> _Stated task A_
In the post about a documentary on Jerusalem, which event is named as a time when some Armenians found sanctuary in Jerusalem?

** start Document segment **

A few days ago I stumbled across an online version of a an old National Geographic documentary (which I’m sure was part of a larger series) on Jerusalem. It was produced back somewhere around the mid 80s, so it’s a little dated now but interesting nonetheless. It basically presents a snapshot of what the city means spiritually to people of different faiths (Judaism, Christianity and Islam) and more importantly how they came to call Jerusalem home.

To be honest I didn’t really have any expectations as I began to watch the video but to my surprise, I actually learned several new things. For example I didn’t realize that Jerusalem was something of a sanctuary for (some) Armenians during the Armenian genocide of 1915.

** end Document segment **

> _Stated task B_
Duplicate the rows from the line containing "like point(80, 161)." through the line containing "point(120, 104)", with both of those lines included.

** start Rows **

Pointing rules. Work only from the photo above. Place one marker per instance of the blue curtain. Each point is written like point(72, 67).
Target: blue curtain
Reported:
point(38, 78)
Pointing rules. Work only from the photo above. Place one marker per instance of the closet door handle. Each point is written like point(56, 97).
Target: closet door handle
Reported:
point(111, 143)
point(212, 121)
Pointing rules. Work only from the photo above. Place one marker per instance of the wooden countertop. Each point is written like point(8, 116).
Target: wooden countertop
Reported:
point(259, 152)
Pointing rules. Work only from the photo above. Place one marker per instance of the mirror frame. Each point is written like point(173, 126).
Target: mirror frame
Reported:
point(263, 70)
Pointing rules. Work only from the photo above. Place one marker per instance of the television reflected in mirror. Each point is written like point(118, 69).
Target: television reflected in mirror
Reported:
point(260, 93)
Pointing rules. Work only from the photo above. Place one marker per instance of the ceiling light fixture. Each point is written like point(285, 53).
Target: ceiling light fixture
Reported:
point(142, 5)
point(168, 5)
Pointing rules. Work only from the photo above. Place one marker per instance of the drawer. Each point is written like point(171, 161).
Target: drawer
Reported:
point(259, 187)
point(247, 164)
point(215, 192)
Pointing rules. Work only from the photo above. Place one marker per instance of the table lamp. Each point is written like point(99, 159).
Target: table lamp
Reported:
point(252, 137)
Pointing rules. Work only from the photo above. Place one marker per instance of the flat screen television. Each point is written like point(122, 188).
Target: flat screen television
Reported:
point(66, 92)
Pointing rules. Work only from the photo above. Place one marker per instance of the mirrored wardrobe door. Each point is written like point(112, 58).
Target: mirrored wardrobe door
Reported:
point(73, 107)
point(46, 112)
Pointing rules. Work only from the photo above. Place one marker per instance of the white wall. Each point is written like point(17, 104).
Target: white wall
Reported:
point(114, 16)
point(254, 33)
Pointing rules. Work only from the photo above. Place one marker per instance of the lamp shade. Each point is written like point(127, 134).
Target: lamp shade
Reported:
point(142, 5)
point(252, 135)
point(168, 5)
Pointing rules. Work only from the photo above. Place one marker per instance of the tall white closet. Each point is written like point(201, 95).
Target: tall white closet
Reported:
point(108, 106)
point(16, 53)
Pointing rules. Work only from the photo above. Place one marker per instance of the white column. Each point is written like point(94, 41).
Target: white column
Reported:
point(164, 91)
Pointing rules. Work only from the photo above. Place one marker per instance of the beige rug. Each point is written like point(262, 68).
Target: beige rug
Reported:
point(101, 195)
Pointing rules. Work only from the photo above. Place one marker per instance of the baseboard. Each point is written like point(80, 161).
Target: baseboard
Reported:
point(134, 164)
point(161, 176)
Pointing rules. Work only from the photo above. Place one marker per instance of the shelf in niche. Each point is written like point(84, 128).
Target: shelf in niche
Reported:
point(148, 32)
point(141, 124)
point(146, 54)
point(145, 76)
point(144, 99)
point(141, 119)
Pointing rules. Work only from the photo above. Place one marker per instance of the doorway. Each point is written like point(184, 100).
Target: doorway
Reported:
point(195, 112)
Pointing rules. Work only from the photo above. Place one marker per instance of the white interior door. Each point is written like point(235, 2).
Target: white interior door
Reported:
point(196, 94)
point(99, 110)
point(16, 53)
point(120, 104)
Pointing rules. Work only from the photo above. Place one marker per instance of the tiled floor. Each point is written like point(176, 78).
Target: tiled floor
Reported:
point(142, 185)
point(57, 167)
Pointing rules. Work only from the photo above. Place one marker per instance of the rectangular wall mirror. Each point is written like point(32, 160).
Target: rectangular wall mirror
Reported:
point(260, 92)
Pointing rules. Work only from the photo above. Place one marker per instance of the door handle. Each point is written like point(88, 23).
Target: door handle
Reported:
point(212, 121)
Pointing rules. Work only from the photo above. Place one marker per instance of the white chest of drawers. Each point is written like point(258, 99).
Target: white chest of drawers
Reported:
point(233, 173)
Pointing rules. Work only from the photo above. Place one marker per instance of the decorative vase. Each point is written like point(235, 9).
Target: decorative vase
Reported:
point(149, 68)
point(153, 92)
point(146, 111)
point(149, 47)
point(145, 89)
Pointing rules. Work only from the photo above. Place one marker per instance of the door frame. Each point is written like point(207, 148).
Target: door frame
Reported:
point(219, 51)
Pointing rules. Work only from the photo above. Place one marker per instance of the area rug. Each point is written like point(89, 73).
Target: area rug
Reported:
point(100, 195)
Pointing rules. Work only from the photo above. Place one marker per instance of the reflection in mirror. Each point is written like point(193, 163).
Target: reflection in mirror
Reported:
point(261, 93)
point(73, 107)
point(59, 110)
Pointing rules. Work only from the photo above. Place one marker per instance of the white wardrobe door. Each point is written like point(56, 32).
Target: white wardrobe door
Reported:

** end Rows **

> _Answer A_
The Armenian genocide of 1915.

> _Answer B_
Pointing rules. Work only from the photo above. Place one marker per instance of the baseboard. Each point is written like point(80, 161).
Target: baseboard
Reported:
point(134, 164)
point(161, 176)
Pointing rules. Work only from the photo above. Place one marker per instance of the shelf in niche. Each point is written like point(84, 128).
Target: shelf in niche
Reported:
point(148, 32)
point(141, 124)
point(146, 54)
point(145, 76)
point(144, 99)
point(141, 119)
Pointing rules. Work only from the photo above. Place one marker per instance of the doorway. Each point is written like point(184, 100).
Target: doorway
Reported:
point(195, 112)
Pointing rules. Work only from the photo above. Place one marker per instance of the white interior door. Each point is written like point(235, 2).
Target: white interior door
Reported:
point(196, 94)
point(99, 110)
point(16, 53)
point(120, 104)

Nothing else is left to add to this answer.